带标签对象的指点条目
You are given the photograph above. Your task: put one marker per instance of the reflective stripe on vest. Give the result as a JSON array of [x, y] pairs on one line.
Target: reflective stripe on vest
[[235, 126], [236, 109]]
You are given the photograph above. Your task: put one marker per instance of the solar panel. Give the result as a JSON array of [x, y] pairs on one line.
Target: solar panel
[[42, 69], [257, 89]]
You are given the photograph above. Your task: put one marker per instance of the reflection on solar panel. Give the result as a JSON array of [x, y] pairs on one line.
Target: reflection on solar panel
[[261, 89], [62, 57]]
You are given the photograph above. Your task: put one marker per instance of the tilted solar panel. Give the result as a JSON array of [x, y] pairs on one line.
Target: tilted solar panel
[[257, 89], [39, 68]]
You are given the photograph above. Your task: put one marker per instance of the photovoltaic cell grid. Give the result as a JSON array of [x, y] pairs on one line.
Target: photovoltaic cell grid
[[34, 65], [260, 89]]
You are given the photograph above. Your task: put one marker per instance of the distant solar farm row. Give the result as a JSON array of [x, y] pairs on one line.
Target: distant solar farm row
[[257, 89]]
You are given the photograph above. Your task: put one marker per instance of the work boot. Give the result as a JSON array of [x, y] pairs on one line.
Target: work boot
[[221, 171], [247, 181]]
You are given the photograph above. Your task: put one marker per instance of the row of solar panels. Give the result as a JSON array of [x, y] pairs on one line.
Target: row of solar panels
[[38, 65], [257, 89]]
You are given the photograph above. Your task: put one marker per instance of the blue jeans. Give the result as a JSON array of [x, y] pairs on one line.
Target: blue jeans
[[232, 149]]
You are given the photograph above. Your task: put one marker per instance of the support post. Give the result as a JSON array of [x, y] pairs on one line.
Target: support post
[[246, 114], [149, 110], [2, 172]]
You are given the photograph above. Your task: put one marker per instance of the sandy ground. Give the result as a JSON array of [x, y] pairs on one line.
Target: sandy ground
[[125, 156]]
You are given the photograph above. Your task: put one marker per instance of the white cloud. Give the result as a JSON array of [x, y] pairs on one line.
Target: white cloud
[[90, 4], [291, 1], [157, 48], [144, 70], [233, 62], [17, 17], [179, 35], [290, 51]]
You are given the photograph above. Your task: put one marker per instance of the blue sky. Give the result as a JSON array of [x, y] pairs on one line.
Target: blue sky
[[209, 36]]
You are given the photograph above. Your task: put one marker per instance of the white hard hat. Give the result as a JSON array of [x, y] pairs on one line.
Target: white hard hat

- [任务要求]
把上面的全部数据逐行整理成编号列表，空行不计入。

- [任务解答]
1. You are given the photograph above. Your task: put one marker per instance of the reflective stripe on vest. Give the result as a JSON array of [x, y] pairs on one line.
2. Target: reflective stripe on vest
3. [[235, 126], [236, 109]]
4. You are given the photograph above. Your task: put one marker per instance of the solar panel. Give the result as a JSON array of [x, y] pairs on one line.
5. Target: solar panel
6. [[42, 69], [257, 89]]
7. You are given the photograph above. Your task: put one marker per instance of the reflection on solar panel. Give the result as a JSON array of [x, y] pairs on one line.
8. Target: reflection on solar panel
9. [[261, 89], [62, 57]]
10. You are given the photograph above. Your task: put one marker per instance of the tilted solar panel. Give the result as a JSON array of [x, y] pairs on one line.
11. Target: tilted solar panel
12. [[257, 89], [39, 68]]
13. You are given the photograph above. Your task: put one marker per instance of the photovoltaic cell grid. Give the result as a JSON array of [x, y] pairs on one line.
14. Target: photovoltaic cell grid
15. [[34, 65], [260, 89]]
16. You are given the photograph above. Your task: put one marker per instance of the distant solar farm row. Give the result as a JSON array of [x, y] pairs on one line.
17. Target: distant solar farm row
18. [[257, 89]]
19. You are given the photograph above. Your task: put one marker per instance of the work boot. Give the result as a JSON array of [x, y] pairs on one line.
20. Target: work boot
21. [[221, 171], [247, 181]]
22. You are given the photograph above. Your task: put one marker per instance of the row of solar panels. Give the result as a JSON array of [x, y] pairs on one line.
23. Target: row of solar panels
24. [[38, 65], [257, 89]]
25. You are given the photograph above. Your task: put one marker per instance of the blue jeans. Give the result as a JSON array of [x, y] pairs on one line.
26. Target: blue jeans
27. [[232, 149]]
28. You are given the photograph above. Your task: put one marker per instance of the support post. Give the result as a JSON array of [x, y] pairs on one line.
29. Target: support post
30. [[246, 114], [149, 110], [2, 172]]
31. You are given the photograph above. Your task: put one marker per instance of the sandy ground. Give the result as a JSON array of [x, y] pairs on one line.
32. Target: sandy ground
33. [[125, 156]]
34. You are given the photograph above. Your task: put one marker per instance of the white cloud. Give the result as a JSON array of [x, y] pairs on one line.
35. Target: white cloud
36. [[90, 4], [291, 1], [157, 48], [144, 70], [233, 62], [17, 17], [179, 35], [290, 51]]
37. You are given the photograph above. Your task: put one marker per instance of the blue sky. Give the result as a JSON array of [x, y] pairs on one line.
38. Target: blue sky
39. [[209, 36]]
40. You are given the photograph above. Your task: put one marker per instance of the white hard hat. Give the result as a JSON array of [x, y] pairs on one line.
41. Target: white hard hat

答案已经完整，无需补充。